>> START INPUT MATERIAL

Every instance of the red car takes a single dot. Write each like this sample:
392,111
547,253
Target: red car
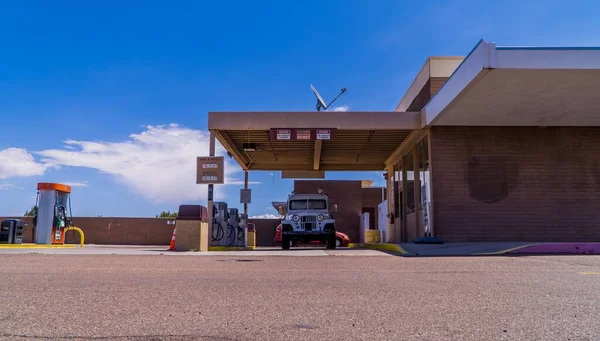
341,239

>> END INPUT MATERIAL

**PROBLEM DETAILS:** Convert every line of the records above into a Markdown table with the columns Row and Content, numbering each row and omitting blank lines. Leave the pictures out of the answer.

**SOLVED PROBLEM:**
| Row | Content |
|---|---|
| 1 | Every instance of the red car takes a single dot. Write each like this sample: |
| 2 | 392,111 |
| 3 | 547,253 |
| 4 | Target: red car |
| 5 | 341,239 |